Interview: Steve Kimock On His New Album, New Band & New Musical Pursuits

By Chad Berndtson Feb 24, 2016 12:49 pm PST

Words by: Chad Berndston

“Sage.” “Wizard.” “Virtuoso.” “Monk.”

These would be words of high praise and interesting association for anyone, but where guitarist Steve Kimock‘s concerned, they’re pretty much par for the course.

Kimock’s been wowing audiences for so long now with his cerebral, yet highly soulful style that it’s tough to consider what he hasn’t done. In the situations and ensembles he’s been part of for the past year alone — let alone a career that spans more than 40 years — you could have heard him shred electric, or tease out mystical-sounding chords on a range of steel and Hawaiian guitars, or offer up somewhat haunting, gently yielding, but never brittle tones that sound something like a night sky looks.

He’s spent a lot of time over the past few years in the Grateful Dead idiom, particularly with RatDog and also with a boogie-heavy Steve Kimock & Friends group focused on Dead and Jerry Garcia staples. But he’s never been one to pin down, and Kimock’s latest album, Last Danger of Frost (out March 18), is perhaps his post un-pin-down-able album yet.

Source data:
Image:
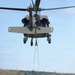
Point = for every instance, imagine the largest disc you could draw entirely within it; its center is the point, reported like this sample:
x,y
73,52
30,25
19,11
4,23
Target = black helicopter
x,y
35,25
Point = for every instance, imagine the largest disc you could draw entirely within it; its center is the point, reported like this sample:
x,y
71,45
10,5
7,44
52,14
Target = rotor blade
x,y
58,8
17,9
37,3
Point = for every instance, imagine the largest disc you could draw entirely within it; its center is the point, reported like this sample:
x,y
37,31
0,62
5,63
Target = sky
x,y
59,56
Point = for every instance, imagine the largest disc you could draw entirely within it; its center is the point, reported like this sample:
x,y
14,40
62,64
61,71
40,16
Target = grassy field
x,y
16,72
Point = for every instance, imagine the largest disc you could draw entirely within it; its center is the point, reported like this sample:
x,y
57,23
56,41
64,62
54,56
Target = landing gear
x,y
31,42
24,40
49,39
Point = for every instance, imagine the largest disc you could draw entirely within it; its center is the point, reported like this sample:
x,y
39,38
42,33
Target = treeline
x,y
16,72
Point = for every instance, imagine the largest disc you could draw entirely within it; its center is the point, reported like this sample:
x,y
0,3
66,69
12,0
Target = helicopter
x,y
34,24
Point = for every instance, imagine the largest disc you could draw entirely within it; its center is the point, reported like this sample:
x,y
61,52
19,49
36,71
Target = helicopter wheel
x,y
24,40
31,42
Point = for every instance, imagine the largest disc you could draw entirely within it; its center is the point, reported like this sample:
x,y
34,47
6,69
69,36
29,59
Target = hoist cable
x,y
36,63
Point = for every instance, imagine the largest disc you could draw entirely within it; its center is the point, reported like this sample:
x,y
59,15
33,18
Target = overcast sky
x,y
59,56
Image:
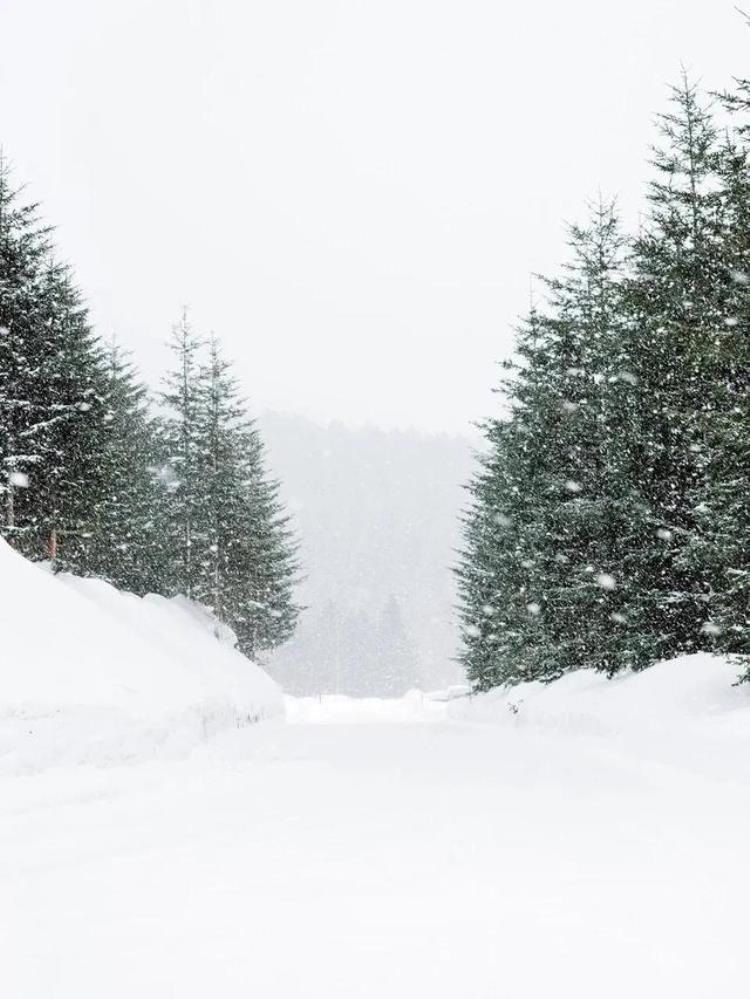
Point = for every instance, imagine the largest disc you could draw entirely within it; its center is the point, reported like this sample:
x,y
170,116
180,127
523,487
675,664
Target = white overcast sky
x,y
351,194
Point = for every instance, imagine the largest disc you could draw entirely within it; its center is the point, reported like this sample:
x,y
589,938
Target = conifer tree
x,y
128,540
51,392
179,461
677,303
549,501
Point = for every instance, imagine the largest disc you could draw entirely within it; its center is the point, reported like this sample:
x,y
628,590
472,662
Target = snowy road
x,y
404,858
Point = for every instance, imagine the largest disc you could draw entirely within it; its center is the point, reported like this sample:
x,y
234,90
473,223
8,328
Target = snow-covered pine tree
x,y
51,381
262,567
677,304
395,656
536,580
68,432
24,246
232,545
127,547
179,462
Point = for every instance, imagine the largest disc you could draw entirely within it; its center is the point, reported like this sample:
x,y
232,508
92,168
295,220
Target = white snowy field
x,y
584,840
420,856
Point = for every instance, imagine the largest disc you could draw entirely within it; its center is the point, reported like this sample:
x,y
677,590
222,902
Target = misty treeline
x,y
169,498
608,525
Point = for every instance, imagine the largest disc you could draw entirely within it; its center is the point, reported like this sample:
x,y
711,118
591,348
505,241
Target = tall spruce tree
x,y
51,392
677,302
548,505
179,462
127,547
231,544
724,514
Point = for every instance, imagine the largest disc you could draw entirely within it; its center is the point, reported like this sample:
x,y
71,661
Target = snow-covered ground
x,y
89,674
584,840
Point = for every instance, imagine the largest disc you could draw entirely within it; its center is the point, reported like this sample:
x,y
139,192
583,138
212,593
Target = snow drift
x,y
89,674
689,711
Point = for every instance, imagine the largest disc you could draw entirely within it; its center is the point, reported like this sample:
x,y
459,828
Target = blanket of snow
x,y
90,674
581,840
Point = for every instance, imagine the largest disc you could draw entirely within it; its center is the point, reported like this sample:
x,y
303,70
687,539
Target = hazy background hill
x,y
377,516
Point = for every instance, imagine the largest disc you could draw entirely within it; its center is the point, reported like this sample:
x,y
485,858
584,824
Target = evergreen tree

Jobs:
A: Revise the Steve Kimock interview starting with "He’s spent a" and going on through "un-pin-down-able album yet.", replacing "RatDog" with "Furthur".
B: Tally the lines of the records that contain the string "helicopter", treating case as significant, and reply with only that number.
The records have no connection to the Steve Kimock interview.

Full answers:
A:
He’s spent a lot of time over the past few years in the Grateful Dead idiom, particularly with Furthur and also with a boogie-heavy Steve Kimock & Friends group focused on Dead and Jerry Garcia staples. But he’s never been one to pin down, and Kimock’s latest album, Last Danger of Frost (out March 18), is perhaps his post un-pin-down-able album yet.

B: 3